#### Brief
Reproduce each line of the material precisely.

┌─ The input

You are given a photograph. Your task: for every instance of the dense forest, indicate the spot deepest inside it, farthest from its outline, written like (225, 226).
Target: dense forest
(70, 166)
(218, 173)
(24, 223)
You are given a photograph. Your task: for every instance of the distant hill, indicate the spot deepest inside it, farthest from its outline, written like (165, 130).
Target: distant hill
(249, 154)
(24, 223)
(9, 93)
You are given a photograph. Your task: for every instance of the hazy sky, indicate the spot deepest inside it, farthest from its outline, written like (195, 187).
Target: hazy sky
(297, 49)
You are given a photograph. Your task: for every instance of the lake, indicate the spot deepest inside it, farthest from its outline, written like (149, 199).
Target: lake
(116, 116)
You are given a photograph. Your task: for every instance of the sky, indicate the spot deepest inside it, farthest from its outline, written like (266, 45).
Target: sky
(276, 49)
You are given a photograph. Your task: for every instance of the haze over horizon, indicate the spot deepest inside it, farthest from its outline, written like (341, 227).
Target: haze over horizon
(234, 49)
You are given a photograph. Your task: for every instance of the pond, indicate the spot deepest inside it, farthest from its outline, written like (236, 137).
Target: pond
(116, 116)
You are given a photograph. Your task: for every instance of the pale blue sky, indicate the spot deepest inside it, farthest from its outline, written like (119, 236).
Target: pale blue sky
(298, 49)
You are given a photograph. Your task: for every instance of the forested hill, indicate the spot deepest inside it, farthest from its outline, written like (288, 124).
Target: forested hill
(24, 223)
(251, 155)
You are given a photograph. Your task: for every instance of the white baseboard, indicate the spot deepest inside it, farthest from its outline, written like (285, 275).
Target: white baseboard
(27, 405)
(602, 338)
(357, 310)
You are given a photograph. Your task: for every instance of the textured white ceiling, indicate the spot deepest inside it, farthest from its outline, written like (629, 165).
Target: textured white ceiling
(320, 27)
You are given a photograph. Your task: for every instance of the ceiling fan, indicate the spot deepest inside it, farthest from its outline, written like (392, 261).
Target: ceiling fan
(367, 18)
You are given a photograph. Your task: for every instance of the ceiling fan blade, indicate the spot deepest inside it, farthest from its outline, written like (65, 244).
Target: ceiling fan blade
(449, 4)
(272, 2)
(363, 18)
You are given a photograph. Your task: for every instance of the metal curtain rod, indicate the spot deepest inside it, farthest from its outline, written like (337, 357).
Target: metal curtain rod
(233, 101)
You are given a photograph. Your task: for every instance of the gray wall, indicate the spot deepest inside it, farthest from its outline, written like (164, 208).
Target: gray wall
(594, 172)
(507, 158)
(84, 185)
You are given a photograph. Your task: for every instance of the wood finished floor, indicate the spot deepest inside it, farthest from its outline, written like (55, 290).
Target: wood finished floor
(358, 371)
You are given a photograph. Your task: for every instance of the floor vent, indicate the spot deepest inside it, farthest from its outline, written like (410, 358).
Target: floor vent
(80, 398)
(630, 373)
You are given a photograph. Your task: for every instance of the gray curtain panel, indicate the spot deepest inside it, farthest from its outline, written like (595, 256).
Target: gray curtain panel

└─

#### Response area
You are given a photograph. Your task: for every instance of the dense forest, indicate the spot deepest inside it, farthest from its outline, written like (225, 226).
Target: dense forest
(70, 166)
(218, 173)
(24, 223)
You are given a photograph. Your task: for every instance of the distant hill, indicate the spot deepest inside it, farthest from its outline, written like (165, 130).
Target: distant hill
(249, 154)
(24, 223)
(9, 93)
You are given a photograph. Your task: for every instance of the hazy sky, indicate the spot deepest inside it, farthest from its outline, written like (195, 187).
Target: hazy sky
(297, 49)
You are given a photograph. Your task: for every instance of the lake, indicate the spot deepest inside it, farthest from its outline, written like (149, 199).
Target: lake
(116, 116)
You are given a photograph. Your task: for every instance of the sky, indicate the spot deepest inside it, farthest from its outline, written like (266, 45).
Target: sky
(276, 49)
You are given a photograph. Your task: for every instance of the haze over horizon, indicate the spot deepest inside it, farthest from its outline, written like (341, 227).
Target: haze over horizon
(234, 49)
You are given a photograph. Your task: for every instance of the pond, indicate the spot deepest inside it, farthest from its outline, written like (236, 137).
Target: pond
(116, 116)
You are given a photograph. Your task: for every instance of the pale blue sky, indicate the spot deepest inside it, farthest from its outline, written like (119, 236).
Target: pale blue sky
(298, 49)
You are given a photograph. Your task: for every instance of the forested hill, indicate the spot deepest inside it, farthest from its outline, written like (288, 124).
Target: forested hill
(24, 223)
(251, 155)
You are given a photograph. Your task: for every instance of the white baseboard, indicate the spot deepest inside it, farthest from its outline, written like (285, 275).
Target: white baseboard
(27, 405)
(602, 338)
(357, 310)
You are given a photograph. Your task: for every instance of the textured white ceiling, indicate the spot deepest inside it, farthest from its outline, written like (629, 165).
Target: textured white ceiling
(320, 27)
You are given a photograph. Your task: for every instance of the ceiling fan, indicate the spot deepest inside it, farthest from its outline, written like (392, 261).
Target: ceiling fan
(367, 18)
You are given a photograph. Your task: for every instance of the ceiling fan blade, indicate the spot deepest inside it, farthest from its outline, written like (65, 244).
Target: ceiling fan blade
(449, 4)
(272, 2)
(363, 18)
You are given a photograph. Your task: for every instance of the metal curtain rod, indicate the spot deepest inside it, farthest from its outline, written like (337, 357).
Target: metal curtain rod
(233, 101)
You are given a photograph. Your task: for every instance of the gray wall, indicate the spot deepest inside it, farthest from its outline, written like (164, 208).
Target: gray wall
(594, 172)
(507, 158)
(84, 185)
You are given a photograph. Your task: for every instance of the wood finished floor, indicate the spot deepest inside it, farthest from its outline, written like (55, 290).
Target: wood finished floor
(358, 371)
You are given a photograph. Your task: for every instance of the floor vent, indicate the spot deepest inside it, farthest from its outline, written like (410, 358).
Target: floor vent
(80, 398)
(630, 373)
You are given a photograph. Your task: for every instance of the gray curtain panel, indicate the spot deepest inside it, farthest from its outline, written like (595, 256).
Target: gray curtain panel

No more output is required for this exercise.